++++ Material for the task
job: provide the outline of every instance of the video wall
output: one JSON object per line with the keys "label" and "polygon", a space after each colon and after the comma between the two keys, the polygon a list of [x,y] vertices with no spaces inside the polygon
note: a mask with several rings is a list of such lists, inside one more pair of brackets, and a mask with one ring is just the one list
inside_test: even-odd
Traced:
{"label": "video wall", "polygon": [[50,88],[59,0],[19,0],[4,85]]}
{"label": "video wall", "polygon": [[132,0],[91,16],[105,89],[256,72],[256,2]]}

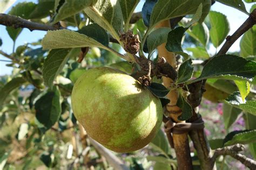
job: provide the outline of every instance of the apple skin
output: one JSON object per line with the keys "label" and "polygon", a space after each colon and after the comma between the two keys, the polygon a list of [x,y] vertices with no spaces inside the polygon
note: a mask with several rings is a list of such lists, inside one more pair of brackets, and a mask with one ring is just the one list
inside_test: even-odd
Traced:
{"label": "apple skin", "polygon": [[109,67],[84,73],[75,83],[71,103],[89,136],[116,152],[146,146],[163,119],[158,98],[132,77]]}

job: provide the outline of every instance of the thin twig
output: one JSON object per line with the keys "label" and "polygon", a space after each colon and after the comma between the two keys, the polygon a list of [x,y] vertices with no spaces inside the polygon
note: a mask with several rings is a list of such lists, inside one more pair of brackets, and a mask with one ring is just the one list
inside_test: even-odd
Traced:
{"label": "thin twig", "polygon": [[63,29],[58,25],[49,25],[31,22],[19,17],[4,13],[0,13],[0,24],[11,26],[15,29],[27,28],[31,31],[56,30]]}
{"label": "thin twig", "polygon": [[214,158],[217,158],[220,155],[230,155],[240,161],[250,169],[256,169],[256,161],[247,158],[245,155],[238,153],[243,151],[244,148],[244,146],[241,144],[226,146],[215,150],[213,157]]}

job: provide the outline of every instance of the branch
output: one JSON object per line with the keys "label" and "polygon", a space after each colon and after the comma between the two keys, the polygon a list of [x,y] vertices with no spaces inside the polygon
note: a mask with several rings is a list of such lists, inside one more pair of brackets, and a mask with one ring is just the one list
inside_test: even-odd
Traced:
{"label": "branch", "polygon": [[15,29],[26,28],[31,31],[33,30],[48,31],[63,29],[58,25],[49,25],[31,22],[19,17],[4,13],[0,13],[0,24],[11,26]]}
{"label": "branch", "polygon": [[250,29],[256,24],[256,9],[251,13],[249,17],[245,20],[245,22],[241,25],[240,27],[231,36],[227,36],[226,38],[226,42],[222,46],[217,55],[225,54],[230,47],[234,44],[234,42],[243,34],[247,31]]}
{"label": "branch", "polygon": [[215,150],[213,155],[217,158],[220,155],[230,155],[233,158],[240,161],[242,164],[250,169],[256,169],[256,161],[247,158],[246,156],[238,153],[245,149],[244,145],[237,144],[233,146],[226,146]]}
++++++++
(Aim):
Repeat, exactly and only, the lines above from the one containing "job: provide the outline of every instance of the thin" through the end of the material.

(Result below):
job: provide the outline of every instance of the thin twig
output: one JSON object per line with the keys "label" and "polygon", a space after each colon and after the comma between the two keys, the polygon a list of [x,y] vertices with no spaces inside the polygon
note: a mask with several rings is a list of such lists, inside one more pair of brackets, and a mask with one ring is just the one list
inside_test: even-odd
Traced:
{"label": "thin twig", "polygon": [[63,29],[58,25],[49,25],[31,22],[19,17],[4,13],[0,13],[0,24],[11,26],[15,29],[27,28],[31,31],[56,30]]}
{"label": "thin twig", "polygon": [[214,158],[217,158],[220,155],[230,155],[240,161],[250,169],[256,169],[256,161],[247,158],[245,155],[238,153],[243,151],[244,148],[244,146],[241,144],[226,146],[215,150],[213,157]]}

job: provide the outline of every instance of the branch
output: one JSON object per line with the keys "label" and "polygon", a space after each colon and after the comma between the two keys, the polygon a list of [x,y] vertices with no spaces inside the polygon
note: a mask with several rings is a list of such lists, inside one more pair of brackets, and a mask with one ring is just the one list
inside_test: even-odd
Traced:
{"label": "branch", "polygon": [[15,29],[26,28],[31,31],[33,30],[48,31],[63,29],[58,25],[49,25],[31,22],[19,17],[4,13],[0,13],[0,24],[11,26]]}
{"label": "branch", "polygon": [[250,29],[256,24],[256,9],[251,13],[249,17],[245,20],[245,22],[241,25],[240,27],[231,36],[227,36],[226,38],[226,42],[222,46],[217,55],[225,54],[230,47],[234,44],[234,42],[243,34],[247,31]]}
{"label": "branch", "polygon": [[215,150],[213,155],[217,158],[220,155],[230,155],[233,158],[240,161],[242,164],[250,169],[256,169],[256,161],[247,158],[246,156],[238,153],[245,149],[244,145],[237,144],[233,146],[226,146]]}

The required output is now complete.